AIM:
Your task is to repeat the records exactly from the line containing "of the building" onward, through the final line.

GIVEN INFORMATION:
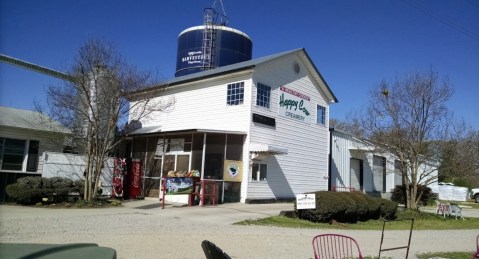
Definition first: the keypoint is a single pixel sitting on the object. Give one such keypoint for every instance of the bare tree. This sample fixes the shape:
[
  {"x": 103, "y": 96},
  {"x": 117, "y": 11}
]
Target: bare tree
[
  {"x": 93, "y": 104},
  {"x": 407, "y": 117},
  {"x": 460, "y": 158}
]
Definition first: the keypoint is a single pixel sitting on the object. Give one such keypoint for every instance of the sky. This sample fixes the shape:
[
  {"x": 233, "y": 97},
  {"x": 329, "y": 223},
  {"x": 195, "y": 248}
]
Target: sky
[{"x": 354, "y": 44}]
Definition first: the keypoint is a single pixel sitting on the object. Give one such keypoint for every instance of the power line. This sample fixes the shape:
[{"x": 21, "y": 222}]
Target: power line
[{"x": 444, "y": 20}]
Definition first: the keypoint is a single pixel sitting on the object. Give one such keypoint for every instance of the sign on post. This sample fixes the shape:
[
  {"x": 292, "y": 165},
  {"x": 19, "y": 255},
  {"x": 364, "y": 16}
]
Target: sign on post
[{"x": 305, "y": 201}]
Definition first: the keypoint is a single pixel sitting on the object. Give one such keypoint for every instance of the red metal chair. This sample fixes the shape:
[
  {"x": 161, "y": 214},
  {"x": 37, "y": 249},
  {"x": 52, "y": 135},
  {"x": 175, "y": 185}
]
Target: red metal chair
[{"x": 337, "y": 246}]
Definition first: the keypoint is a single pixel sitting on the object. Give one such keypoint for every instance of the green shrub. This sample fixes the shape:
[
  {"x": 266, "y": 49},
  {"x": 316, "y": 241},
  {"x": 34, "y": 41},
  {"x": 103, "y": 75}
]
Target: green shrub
[
  {"x": 362, "y": 206},
  {"x": 32, "y": 190},
  {"x": 22, "y": 195},
  {"x": 348, "y": 207},
  {"x": 30, "y": 182},
  {"x": 388, "y": 209},
  {"x": 398, "y": 195}
]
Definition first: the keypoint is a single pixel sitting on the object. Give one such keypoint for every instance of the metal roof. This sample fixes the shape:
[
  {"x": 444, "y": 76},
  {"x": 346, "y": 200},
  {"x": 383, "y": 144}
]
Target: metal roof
[
  {"x": 26, "y": 119},
  {"x": 236, "y": 68}
]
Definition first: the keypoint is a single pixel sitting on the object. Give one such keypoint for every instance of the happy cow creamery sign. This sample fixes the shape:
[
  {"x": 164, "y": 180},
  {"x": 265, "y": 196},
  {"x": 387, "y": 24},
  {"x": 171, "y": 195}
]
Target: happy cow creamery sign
[{"x": 294, "y": 105}]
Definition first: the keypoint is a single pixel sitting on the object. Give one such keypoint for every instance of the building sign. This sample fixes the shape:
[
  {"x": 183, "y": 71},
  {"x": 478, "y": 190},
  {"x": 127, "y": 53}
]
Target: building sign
[
  {"x": 193, "y": 57},
  {"x": 306, "y": 201},
  {"x": 233, "y": 171},
  {"x": 294, "y": 105},
  {"x": 177, "y": 145},
  {"x": 264, "y": 120}
]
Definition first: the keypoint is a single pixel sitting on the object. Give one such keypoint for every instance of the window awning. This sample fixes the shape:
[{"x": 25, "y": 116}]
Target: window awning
[
  {"x": 362, "y": 148},
  {"x": 267, "y": 149}
]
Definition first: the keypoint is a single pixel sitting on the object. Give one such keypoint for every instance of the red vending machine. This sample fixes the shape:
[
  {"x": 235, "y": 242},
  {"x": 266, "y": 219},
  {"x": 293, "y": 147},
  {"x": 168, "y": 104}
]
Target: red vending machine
[
  {"x": 119, "y": 171},
  {"x": 135, "y": 179}
]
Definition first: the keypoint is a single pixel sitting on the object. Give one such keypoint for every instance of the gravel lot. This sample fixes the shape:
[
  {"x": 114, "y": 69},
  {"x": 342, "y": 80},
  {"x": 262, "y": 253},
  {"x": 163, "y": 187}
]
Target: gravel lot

OUTPUT FOR THIS TASK:
Definition first: the keypoint is a single pixel sitting on the object. Give one such keypoint for every instance of the building sign. This sample fixes the shape:
[
  {"x": 183, "y": 71},
  {"x": 478, "y": 190},
  {"x": 127, "y": 53}
]
Target: building sign
[
  {"x": 193, "y": 57},
  {"x": 306, "y": 201},
  {"x": 233, "y": 171},
  {"x": 294, "y": 105},
  {"x": 177, "y": 145},
  {"x": 264, "y": 120}
]
Definition first: the keypoint is a single pixel sitting on the object. Give one such keypoint for every instance of the window awning. This sample fixes the shape:
[{"x": 25, "y": 116}]
Target: window awning
[
  {"x": 362, "y": 148},
  {"x": 267, "y": 149}
]
Definition first: the keypoint is a single pixel sitting on the object. Give one such keypoint for every instance of the red vending machine. This sample fixes the shape:
[
  {"x": 235, "y": 242},
  {"x": 266, "y": 219},
  {"x": 293, "y": 147},
  {"x": 168, "y": 104}
]
Target: red vending machine
[
  {"x": 119, "y": 171},
  {"x": 135, "y": 179}
]
Definition first: the keypoint is a single pixel sitting on the object. Give one such keypoint for every instance of the gravel lot. This sample fixes the shape:
[
  {"x": 114, "y": 69},
  {"x": 342, "y": 80},
  {"x": 262, "y": 253},
  {"x": 163, "y": 187}
]
Target: gravel lot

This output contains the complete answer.